§ INFORMATION PROVIDED:
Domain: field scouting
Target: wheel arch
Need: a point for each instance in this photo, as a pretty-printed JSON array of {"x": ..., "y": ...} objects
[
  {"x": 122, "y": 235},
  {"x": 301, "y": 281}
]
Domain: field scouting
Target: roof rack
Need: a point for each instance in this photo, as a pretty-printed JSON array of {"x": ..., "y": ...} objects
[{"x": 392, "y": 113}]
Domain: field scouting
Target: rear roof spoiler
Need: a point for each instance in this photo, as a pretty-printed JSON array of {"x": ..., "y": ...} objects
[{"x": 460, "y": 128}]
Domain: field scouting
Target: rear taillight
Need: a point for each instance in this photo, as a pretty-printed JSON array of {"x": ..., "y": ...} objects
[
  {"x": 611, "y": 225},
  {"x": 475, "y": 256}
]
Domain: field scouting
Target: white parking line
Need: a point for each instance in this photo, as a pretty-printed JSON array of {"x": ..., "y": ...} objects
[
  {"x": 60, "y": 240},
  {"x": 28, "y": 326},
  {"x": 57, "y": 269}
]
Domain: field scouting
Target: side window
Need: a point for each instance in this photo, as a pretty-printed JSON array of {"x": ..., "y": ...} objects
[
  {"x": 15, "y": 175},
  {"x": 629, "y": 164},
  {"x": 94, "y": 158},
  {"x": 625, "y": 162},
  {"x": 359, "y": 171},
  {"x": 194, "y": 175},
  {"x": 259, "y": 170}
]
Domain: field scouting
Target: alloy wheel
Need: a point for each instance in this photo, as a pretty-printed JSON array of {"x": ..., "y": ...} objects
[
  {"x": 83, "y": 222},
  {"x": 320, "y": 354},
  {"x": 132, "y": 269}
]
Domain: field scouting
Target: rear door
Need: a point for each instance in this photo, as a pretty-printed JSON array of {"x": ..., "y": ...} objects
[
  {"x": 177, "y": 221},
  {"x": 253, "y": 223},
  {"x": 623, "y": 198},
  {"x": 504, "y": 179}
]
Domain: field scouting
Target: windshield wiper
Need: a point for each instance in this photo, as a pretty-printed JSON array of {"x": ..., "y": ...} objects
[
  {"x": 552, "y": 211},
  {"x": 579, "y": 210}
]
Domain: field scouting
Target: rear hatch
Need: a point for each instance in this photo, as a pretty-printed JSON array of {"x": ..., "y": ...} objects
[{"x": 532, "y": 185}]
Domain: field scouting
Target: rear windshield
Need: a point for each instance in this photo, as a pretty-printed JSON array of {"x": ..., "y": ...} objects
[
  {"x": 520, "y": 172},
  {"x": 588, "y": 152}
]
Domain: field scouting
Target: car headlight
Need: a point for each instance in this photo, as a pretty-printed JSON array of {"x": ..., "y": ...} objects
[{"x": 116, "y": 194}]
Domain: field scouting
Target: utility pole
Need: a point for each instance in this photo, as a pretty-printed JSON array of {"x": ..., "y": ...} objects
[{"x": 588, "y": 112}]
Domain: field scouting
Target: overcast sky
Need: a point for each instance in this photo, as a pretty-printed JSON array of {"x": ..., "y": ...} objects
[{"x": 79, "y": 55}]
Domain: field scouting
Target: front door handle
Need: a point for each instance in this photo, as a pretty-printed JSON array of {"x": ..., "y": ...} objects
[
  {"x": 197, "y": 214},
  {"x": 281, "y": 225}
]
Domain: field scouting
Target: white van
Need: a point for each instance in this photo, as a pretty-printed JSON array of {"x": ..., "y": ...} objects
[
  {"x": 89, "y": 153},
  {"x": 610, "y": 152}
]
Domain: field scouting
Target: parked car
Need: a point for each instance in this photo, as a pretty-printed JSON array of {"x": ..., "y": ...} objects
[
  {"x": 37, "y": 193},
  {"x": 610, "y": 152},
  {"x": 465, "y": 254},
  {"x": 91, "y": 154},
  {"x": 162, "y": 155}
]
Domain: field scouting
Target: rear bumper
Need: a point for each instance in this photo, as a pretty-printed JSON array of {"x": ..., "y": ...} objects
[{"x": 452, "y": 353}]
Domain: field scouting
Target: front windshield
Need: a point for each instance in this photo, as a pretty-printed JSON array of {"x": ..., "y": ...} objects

§ EXERCISE INSTRUCTIONS: Faithfully reproduce all of the records, character for character.

§ OUTPUT OF THE TASK:
Domain: field scouting
Target: wheel arch
Need: a point for each instance in this photo, as a pretty-printed JSON array of {"x": ..., "y": ...} objects
[
  {"x": 122, "y": 235},
  {"x": 301, "y": 281}
]
Domain: field scouting
Target: roof rack
Need: a point for each instance in this photo, as a pretty-printed JSON array of {"x": ..., "y": ...} objects
[{"x": 392, "y": 113}]
Domain: field scouting
Target: rear roof spoiler
Need: a point for each instance in this photo, as a pretty-printed JSON array of {"x": ..., "y": ...} objects
[{"x": 460, "y": 128}]
Domain: field scouting
Target: rear taillight
Need: a point for each instance in this photo, as a pretty-printed JSON array of {"x": ..., "y": ...} objects
[
  {"x": 611, "y": 225},
  {"x": 475, "y": 256}
]
Domain: field scouting
Target: white parking line
Need: a point for each instance in this photo, as a pretty-printed JSON array of {"x": ..., "y": ...} objects
[
  {"x": 60, "y": 240},
  {"x": 28, "y": 326},
  {"x": 57, "y": 269}
]
Domain: field scouting
Target: side window
Need: a point for each instance in this photo, as a pretty-printed JSON array of {"x": ..., "y": ...} objects
[
  {"x": 15, "y": 175},
  {"x": 629, "y": 164},
  {"x": 94, "y": 158},
  {"x": 625, "y": 162},
  {"x": 359, "y": 171},
  {"x": 194, "y": 175},
  {"x": 259, "y": 170}
]
Domain: field scouting
Target: alloy wheel
Need: a point for each instance in this photo, as a pretty-printed JSON array of {"x": ..., "y": ...} objects
[
  {"x": 83, "y": 222},
  {"x": 320, "y": 354},
  {"x": 132, "y": 269}
]
Domain: field scouting
Target: rear door
Need: a point for each instance in this photo, as a pretty-printed JSON array of {"x": ..., "y": ...} objects
[
  {"x": 177, "y": 221},
  {"x": 253, "y": 223},
  {"x": 623, "y": 198},
  {"x": 504, "y": 179}
]
Domain: field scouting
Target: windshield wiper
Need: a point for each instance in this photo, as a pretty-printed JSON array of {"x": ..., "y": ...} objects
[
  {"x": 552, "y": 211},
  {"x": 579, "y": 210}
]
Domain: field scouting
Target: rear hatch
Need: a point for each instance in this photo, as a pretty-printed JSON array of {"x": ..., "y": ...} objects
[{"x": 532, "y": 185}]
Domain: field scouting
Target: rear windshield
Need: a point for each instance in this photo, as a pretty-printed JSON array of {"x": ..., "y": ...} objects
[
  {"x": 520, "y": 172},
  {"x": 588, "y": 152}
]
Domain: field scouting
Target: car headlight
Need: a point for each instance in this photo, as a pretty-printed JSON array of {"x": ..., "y": ...} objects
[{"x": 116, "y": 194}]
Domain: field scouting
Target: utility pole
Need: a point for each instance in this photo, as a pretty-printed JSON array of {"x": ..., "y": ...} objects
[{"x": 588, "y": 112}]
Domain: field scouting
Target: overcast sky
Need: a point for each instance in this photo, as a pretty-printed JSON array of {"x": ..., "y": ...} objects
[{"x": 79, "y": 55}]
Domain: field scouting
Target: front door handle
Need: a point for each instance in this photo, as a pretty-printed JSON array of {"x": ..., "y": ...} objects
[
  {"x": 197, "y": 214},
  {"x": 281, "y": 225}
]
Domain: field scouting
Target: white van
Need: a point for each instance in this photo, as a pretty-printed JSON array of {"x": ..., "y": ...} objects
[
  {"x": 89, "y": 153},
  {"x": 610, "y": 152}
]
Domain: field scouting
Target: parked car
Need: a point for each instance in this photo, as a pretty-printed JSON array of {"x": ..., "y": ...} objects
[
  {"x": 37, "y": 193},
  {"x": 610, "y": 152},
  {"x": 465, "y": 254},
  {"x": 91, "y": 154},
  {"x": 162, "y": 155}
]
Domain: field scouting
Target: rear bumper
Need: a point for each instance in this photo, as a pretty-printed JSON array of {"x": ..., "y": ...} objects
[{"x": 452, "y": 353}]
Domain: field scouting
Target: front windshield
Need: a point for each instance in this photo, as a pretty-printed JSON array of {"x": ..., "y": ...} objects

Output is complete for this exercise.